### Directions:
According to the PDX1 induction protocol, what pore size of filter is used on the collected medium that contains lentiviral particles?

### Extract provided:
This work was performed in accordance with the Declaration of Helsinki and approved by the Human Research Ethics Committee, Faculty of Dentistry, Chulalongkorn University. Human DPSCs (hDPSCs) were isolated from human dental pulp tissues extracted from both premolars and molars due to wisdom teeth issues. Informed consent was obtained from the patients under an approved protocol (HREC-DCU 2018/054).

1. Integrative induction protocol

  1. Preparation of lentiviral vector carrying PDX1
    1. Use human embryonic kidney (HEK) 293FT cells for viral packaging. Culture and maintain these cells in Dulbecco's Modified Eagle Medium (DMEM) supplemented with 10% fetal bovine serum (FBS), 1% L-glutamine, and 1% Antibiotic-Antimycotic.
    2. Generate PDX1-lentivirus vectors by co-transfection of 10 µg each of the packaging and envelope plasmids and 20 µg of the targeted gene plasmid into HEK293FT cells using calcium phosphate transfection system, e.g., psPAX2, pMD2.G, and human pWPT-PDX111. Ensure that the cells are 80%-90% confluent during the time of infection.
    3. Collect the medium containing lentiviral particles at 48 and 72 h after transfection.
    4. Filter the collected medium through a 0.45 µm filter; concentrate the viruses with a centrifugal filter at 100 kDa nominal molecular weight cut-off (NMWCO).
  2. PDX1 overexpression
    1. Use passage 3-5 hDPSC that are 70-80% confluent. Trypsinize and count the cells using a cell counter. Seed 1 x 106 hDPSCs onto a 60 mm tissue culture-treated dish and incubate overnight.
    2. 24 h later, add fresh virus particles obtained from step 1.1.4 to transduce polybrene pre-treated cells (4 µg/mL polybrene, 30 min under 37 °C and 5% CO2) at the desired multiplicity of infection (MOI). For example, in this case, MOI used is 20. Maintain the cells in the cell culture incubator for 24 h at 37 °C with 5% CO2.

### Record excerpts:
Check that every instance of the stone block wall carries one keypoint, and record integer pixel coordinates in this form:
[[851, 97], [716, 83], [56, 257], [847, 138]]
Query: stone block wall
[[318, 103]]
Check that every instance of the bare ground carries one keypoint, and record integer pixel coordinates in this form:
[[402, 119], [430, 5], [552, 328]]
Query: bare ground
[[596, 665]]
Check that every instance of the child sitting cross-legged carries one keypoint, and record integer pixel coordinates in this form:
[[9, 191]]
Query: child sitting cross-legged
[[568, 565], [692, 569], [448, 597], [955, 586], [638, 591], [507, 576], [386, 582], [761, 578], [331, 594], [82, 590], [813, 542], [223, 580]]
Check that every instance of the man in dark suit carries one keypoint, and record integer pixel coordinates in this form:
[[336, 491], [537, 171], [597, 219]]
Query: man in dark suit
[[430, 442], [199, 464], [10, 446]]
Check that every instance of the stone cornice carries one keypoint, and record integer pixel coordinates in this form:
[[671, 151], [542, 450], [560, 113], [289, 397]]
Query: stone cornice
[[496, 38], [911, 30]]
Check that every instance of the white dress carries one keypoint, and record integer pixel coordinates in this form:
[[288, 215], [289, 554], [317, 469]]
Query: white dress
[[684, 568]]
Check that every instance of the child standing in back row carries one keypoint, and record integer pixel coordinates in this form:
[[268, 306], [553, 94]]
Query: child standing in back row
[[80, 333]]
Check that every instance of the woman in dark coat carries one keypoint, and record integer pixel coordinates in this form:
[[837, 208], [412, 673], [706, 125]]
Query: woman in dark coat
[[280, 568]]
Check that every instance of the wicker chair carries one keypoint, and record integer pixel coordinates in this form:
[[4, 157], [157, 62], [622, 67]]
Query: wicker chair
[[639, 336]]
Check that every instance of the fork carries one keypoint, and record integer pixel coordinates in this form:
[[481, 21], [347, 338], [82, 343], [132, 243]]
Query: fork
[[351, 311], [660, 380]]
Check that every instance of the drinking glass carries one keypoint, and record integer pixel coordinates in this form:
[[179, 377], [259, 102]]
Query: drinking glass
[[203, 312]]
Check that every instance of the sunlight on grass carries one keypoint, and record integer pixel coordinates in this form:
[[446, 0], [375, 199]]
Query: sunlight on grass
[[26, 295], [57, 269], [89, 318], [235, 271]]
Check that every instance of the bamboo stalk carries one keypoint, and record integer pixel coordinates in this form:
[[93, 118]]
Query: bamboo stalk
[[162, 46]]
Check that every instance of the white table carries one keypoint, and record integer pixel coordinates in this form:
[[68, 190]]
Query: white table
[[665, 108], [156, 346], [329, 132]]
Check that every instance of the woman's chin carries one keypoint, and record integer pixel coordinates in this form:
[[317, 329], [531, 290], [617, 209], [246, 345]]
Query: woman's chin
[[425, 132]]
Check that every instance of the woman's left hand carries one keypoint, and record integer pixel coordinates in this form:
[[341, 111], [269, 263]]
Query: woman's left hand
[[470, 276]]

### Result of the exercise:
A 0.45 µm filter.